[INSTRUCTIONS TO FOLLOW] Rewrite the listing below with "locate" replaced by "find" everywhere it appears, keeping every other line unchanged.

[PROVIDED INFORMATION]
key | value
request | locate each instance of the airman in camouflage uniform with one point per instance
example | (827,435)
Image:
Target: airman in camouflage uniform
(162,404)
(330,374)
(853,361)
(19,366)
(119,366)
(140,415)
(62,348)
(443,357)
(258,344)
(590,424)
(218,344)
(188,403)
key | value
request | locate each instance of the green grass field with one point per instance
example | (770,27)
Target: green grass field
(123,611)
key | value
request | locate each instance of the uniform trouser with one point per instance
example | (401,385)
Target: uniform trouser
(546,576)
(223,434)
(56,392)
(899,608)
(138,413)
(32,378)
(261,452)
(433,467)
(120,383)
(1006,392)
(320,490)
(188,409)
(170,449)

[ANSWER FOR THE TASK]
key | value
request | find each instance of the airman in camouflage uniform with one point per instance
example | (827,435)
Image:
Target: airman in camouflage uniform
(162,404)
(330,374)
(853,361)
(19,366)
(119,366)
(140,415)
(62,348)
(443,357)
(258,344)
(590,424)
(218,344)
(188,403)
key | value
request | find each instance of the green grass field with one point per instance
example | (770,27)
Target: green grass field
(123,611)
key | value
request | find each instance of the uniform trouser with one point per instance
example | (401,385)
Target: uniform trouser
(546,576)
(223,434)
(56,392)
(899,608)
(138,413)
(32,378)
(261,452)
(433,467)
(120,383)
(1006,392)
(320,490)
(188,409)
(170,449)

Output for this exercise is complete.